:: Data for the task

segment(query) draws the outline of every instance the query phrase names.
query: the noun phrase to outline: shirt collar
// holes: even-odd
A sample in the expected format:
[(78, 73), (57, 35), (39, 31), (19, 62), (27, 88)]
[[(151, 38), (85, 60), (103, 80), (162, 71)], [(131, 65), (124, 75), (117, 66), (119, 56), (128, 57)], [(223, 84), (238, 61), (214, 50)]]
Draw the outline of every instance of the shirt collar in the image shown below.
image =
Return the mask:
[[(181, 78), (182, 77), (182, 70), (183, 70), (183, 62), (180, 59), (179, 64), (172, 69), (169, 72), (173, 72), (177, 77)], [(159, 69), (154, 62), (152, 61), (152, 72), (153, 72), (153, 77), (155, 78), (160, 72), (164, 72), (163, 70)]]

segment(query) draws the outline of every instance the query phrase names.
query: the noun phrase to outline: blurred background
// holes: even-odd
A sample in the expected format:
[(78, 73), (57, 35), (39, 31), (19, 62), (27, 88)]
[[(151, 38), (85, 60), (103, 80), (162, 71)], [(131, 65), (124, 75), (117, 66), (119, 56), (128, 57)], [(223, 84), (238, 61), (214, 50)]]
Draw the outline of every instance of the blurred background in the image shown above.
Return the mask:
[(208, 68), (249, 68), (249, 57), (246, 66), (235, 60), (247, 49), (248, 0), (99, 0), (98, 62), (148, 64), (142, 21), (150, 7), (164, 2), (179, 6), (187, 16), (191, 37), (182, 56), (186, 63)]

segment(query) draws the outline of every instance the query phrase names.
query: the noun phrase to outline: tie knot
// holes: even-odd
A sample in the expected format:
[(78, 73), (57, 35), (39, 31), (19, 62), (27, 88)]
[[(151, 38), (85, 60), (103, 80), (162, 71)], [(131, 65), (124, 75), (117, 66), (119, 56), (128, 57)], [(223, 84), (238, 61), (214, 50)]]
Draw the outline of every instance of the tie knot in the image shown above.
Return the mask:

::::
:: Data for the task

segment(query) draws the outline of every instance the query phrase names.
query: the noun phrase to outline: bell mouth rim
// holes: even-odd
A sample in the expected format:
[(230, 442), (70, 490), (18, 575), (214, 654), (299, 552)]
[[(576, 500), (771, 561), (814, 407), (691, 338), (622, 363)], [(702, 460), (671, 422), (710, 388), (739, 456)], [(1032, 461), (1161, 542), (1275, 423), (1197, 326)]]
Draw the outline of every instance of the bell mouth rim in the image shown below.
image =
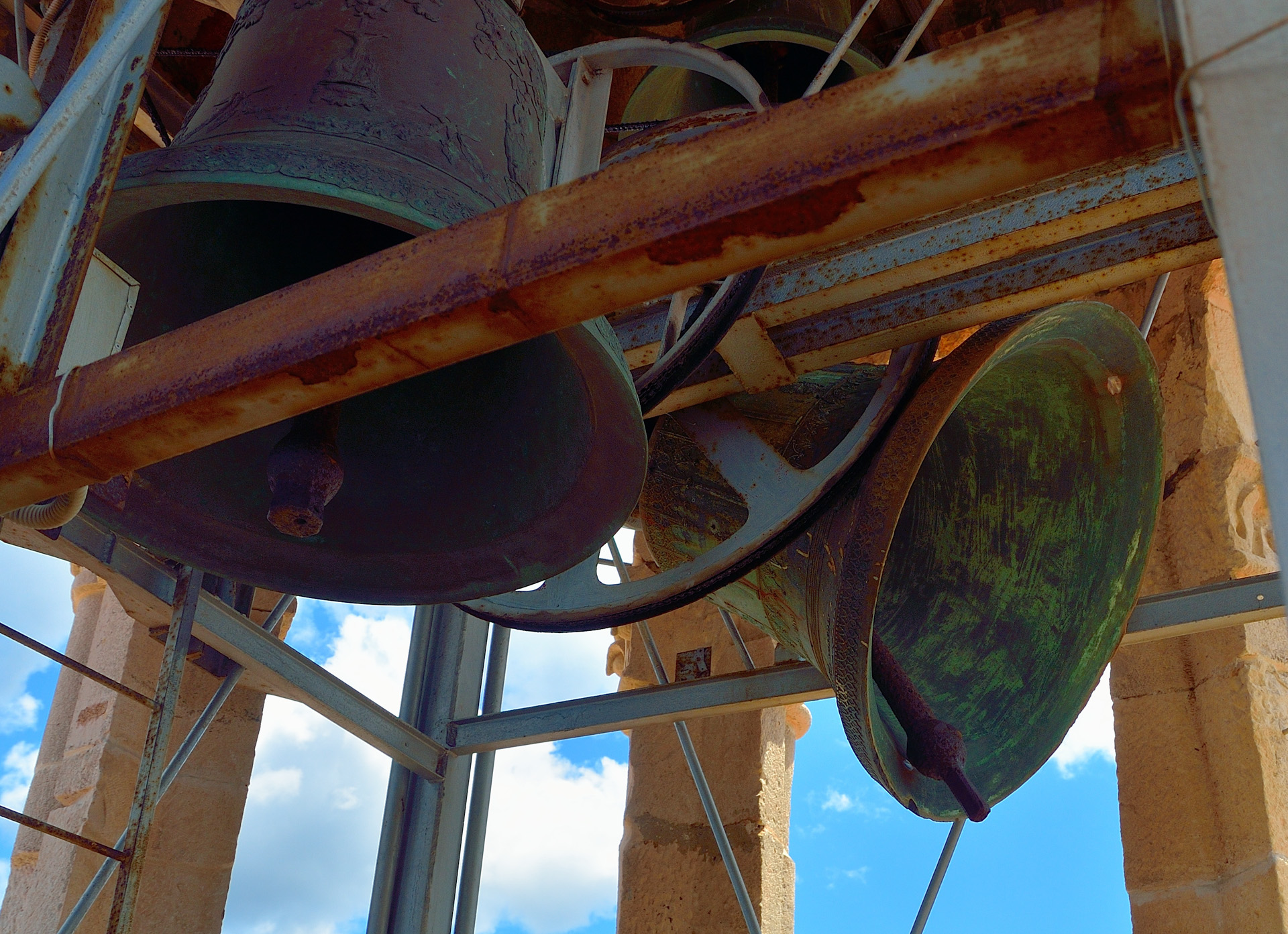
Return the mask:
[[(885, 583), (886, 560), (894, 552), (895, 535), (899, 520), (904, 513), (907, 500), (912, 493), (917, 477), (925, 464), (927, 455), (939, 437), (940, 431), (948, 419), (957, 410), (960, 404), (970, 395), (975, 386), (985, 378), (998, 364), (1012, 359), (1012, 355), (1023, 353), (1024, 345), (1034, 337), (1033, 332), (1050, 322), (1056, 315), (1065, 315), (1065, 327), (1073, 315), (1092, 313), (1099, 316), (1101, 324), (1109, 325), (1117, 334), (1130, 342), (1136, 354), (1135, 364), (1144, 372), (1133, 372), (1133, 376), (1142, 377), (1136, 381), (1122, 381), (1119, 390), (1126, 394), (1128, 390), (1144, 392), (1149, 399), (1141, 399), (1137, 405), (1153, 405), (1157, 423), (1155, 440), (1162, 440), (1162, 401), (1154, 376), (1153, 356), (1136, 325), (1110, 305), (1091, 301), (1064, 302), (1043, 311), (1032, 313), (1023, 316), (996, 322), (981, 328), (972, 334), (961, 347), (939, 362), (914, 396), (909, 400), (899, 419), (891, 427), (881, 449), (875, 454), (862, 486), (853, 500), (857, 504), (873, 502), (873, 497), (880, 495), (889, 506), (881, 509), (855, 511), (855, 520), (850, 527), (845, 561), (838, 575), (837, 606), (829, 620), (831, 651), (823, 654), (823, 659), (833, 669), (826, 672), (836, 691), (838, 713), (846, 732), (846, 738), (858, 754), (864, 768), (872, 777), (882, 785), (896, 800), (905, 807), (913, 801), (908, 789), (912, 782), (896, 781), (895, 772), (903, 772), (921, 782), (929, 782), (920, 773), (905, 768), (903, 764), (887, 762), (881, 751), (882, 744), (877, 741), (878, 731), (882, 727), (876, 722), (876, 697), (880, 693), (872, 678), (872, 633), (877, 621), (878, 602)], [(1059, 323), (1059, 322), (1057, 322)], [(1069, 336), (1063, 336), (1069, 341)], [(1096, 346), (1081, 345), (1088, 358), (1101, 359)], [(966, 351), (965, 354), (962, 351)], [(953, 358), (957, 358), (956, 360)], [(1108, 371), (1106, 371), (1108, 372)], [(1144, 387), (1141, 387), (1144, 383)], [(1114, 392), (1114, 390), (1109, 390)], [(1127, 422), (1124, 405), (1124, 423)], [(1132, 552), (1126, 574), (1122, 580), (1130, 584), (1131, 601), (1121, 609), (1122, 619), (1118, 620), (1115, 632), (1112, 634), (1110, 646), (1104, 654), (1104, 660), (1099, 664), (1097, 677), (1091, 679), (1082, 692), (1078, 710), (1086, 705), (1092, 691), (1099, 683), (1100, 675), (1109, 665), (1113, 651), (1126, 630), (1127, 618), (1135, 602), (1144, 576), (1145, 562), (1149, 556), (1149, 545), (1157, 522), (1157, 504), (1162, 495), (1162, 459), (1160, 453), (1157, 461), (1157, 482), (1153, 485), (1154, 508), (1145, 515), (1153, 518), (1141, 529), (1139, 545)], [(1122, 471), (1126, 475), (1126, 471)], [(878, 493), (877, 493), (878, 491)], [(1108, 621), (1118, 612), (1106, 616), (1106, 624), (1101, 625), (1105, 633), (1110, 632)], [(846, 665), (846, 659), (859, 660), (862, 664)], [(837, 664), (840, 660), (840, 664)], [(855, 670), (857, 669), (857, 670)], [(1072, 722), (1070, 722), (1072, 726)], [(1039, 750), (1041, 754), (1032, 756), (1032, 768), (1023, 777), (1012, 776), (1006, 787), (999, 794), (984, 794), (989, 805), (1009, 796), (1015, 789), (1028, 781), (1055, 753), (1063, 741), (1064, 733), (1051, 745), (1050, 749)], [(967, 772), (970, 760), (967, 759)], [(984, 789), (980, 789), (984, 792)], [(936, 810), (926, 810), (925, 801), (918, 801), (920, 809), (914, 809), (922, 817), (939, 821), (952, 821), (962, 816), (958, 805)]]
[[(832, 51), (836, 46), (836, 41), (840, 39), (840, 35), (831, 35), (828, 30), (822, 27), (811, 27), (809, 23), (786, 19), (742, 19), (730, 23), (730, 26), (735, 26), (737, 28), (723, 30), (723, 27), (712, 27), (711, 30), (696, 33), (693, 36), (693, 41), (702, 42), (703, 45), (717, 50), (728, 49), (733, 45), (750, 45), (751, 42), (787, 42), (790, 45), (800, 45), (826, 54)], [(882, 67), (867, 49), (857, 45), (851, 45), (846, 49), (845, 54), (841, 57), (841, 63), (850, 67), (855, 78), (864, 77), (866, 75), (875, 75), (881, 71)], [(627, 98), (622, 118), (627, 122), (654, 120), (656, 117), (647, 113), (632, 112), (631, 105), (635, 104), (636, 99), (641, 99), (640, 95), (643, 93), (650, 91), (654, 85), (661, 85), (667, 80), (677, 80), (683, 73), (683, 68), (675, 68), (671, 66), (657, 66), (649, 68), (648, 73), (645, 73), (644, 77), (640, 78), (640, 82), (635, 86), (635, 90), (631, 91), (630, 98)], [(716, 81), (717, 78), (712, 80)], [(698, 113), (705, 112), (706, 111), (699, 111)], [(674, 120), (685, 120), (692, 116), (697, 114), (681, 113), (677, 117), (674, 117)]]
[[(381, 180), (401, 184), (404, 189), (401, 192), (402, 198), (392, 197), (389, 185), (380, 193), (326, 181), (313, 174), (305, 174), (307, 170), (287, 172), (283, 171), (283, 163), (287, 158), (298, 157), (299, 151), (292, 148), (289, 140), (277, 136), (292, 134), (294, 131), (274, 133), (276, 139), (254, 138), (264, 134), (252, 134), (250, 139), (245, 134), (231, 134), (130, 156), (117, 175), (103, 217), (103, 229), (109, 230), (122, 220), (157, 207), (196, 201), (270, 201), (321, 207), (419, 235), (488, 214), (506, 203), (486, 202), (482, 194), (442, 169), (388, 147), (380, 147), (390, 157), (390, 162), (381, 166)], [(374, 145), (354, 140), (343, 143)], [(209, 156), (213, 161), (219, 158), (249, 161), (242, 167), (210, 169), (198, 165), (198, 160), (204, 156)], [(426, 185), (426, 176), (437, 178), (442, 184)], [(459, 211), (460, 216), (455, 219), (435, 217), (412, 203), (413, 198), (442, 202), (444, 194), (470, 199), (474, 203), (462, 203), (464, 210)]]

::::

Gather every line in the entries above that contains the word "background". Case is significant.

query: the noun phrase to outline: blurred background
Draw the outline of every instance of the blurred background in the image shown above.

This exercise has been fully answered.